_Records shown_
+---+

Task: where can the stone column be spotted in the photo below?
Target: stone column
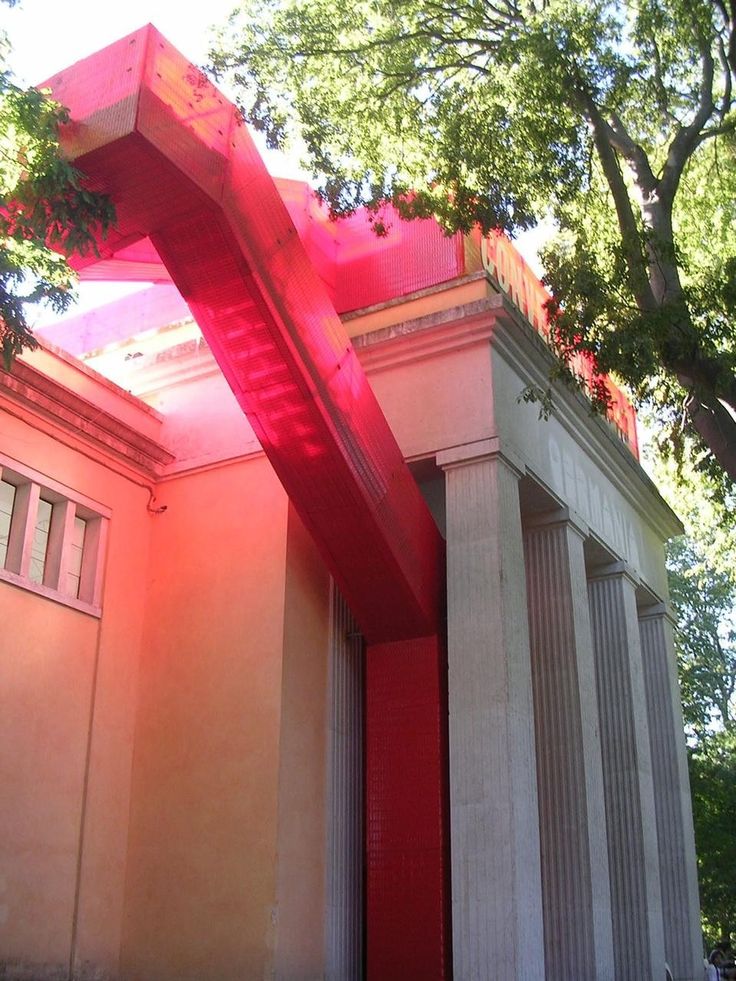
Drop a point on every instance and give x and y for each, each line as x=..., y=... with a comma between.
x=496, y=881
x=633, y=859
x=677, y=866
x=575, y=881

+---+

_Stated problem_
Write out the lines above word for word, leaving out the pictures.

_The solution_
Task: where can the stone column be spotted in the photo below?
Target: stone column
Drop a point on every instance and give x and y for each, each line as x=..., y=... with a comma between.
x=496, y=881
x=633, y=859
x=677, y=866
x=575, y=881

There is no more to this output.